*** Block opens ***

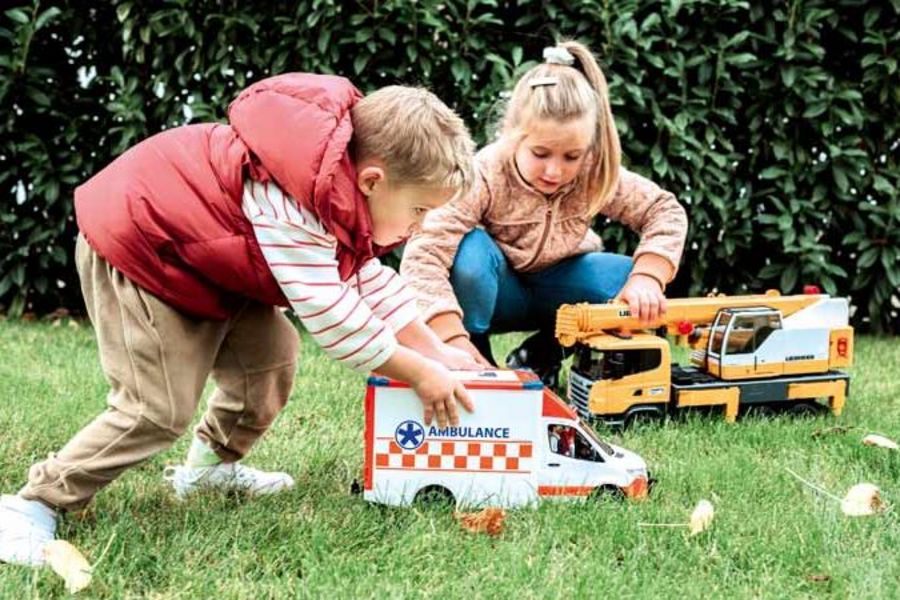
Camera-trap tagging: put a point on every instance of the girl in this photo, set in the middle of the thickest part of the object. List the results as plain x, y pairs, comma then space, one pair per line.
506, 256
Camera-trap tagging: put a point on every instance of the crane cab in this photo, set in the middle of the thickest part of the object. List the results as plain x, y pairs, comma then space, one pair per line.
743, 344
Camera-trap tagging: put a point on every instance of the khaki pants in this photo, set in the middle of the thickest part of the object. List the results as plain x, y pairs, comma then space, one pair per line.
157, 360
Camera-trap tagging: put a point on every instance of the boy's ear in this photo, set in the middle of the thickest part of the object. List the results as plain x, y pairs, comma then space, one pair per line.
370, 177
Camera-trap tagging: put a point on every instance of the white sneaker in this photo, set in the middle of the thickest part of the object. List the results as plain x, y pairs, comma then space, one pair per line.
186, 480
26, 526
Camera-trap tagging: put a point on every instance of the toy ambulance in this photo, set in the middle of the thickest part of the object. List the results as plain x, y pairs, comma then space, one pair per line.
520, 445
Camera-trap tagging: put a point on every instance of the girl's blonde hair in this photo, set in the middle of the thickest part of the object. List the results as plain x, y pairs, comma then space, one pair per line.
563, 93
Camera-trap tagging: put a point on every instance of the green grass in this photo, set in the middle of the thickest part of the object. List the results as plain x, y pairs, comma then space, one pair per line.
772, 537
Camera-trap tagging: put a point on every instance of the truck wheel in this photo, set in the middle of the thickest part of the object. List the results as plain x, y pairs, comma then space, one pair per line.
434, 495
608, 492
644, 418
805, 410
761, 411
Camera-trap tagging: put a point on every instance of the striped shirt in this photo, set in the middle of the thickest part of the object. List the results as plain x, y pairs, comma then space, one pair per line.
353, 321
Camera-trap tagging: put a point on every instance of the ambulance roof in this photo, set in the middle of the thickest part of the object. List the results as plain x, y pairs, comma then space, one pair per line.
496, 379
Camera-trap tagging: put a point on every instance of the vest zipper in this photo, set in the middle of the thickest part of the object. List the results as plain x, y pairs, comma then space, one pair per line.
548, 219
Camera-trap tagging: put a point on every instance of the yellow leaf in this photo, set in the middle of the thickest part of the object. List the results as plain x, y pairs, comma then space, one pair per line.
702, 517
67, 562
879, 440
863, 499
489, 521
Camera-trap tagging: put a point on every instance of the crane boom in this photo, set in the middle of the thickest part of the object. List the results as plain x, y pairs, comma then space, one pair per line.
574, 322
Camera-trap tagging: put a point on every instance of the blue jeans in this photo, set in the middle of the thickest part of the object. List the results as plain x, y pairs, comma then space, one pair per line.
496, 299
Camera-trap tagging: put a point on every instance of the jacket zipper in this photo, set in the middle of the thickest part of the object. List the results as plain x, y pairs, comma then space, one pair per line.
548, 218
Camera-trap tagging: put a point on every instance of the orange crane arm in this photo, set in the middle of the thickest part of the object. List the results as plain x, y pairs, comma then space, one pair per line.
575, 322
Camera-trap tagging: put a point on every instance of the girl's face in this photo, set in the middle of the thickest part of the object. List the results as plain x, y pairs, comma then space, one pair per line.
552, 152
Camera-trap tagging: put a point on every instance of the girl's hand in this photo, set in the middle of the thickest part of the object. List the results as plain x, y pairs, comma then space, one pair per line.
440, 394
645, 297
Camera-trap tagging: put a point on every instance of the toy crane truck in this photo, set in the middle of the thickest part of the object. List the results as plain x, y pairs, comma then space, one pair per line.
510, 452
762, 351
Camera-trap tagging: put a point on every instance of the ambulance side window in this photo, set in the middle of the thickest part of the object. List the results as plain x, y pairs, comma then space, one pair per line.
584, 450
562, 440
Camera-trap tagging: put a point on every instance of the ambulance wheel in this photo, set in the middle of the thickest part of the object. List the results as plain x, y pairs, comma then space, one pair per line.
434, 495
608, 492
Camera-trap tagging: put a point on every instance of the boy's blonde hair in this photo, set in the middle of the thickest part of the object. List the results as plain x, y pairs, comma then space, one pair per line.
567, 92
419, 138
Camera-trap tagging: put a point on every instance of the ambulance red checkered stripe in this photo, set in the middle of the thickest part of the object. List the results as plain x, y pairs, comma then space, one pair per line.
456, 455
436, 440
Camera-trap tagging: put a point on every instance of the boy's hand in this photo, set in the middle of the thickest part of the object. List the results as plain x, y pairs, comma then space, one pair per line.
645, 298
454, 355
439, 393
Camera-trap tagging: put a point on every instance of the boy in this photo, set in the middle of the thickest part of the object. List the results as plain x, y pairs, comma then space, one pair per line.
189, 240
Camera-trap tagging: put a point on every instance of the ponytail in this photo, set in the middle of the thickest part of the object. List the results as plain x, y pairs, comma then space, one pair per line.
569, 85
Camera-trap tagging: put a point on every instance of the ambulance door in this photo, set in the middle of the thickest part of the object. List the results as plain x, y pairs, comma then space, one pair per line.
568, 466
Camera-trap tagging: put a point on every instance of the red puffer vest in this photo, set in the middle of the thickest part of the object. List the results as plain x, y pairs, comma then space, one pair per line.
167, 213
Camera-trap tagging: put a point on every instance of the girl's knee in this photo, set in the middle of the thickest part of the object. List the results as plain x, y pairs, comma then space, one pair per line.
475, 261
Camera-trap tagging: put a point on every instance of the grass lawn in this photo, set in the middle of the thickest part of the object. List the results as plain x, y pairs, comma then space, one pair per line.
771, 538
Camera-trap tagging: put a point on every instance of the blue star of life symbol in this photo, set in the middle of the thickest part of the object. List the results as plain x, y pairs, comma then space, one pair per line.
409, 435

*** Block closes ***

# [TASK DESCRIPTION]
Copy exactly, and only, the lines from the line containing "the blue star" to the end of the listing, with both ends included.

# [EXERCISE OUTPUT]
Camera-trap tagging: put a point on every instance of the blue star of life symbol in this photo, set in the middle of the thickest part of the object. List the results as plain x, y pairs, comma then space, one pair per line.
409, 435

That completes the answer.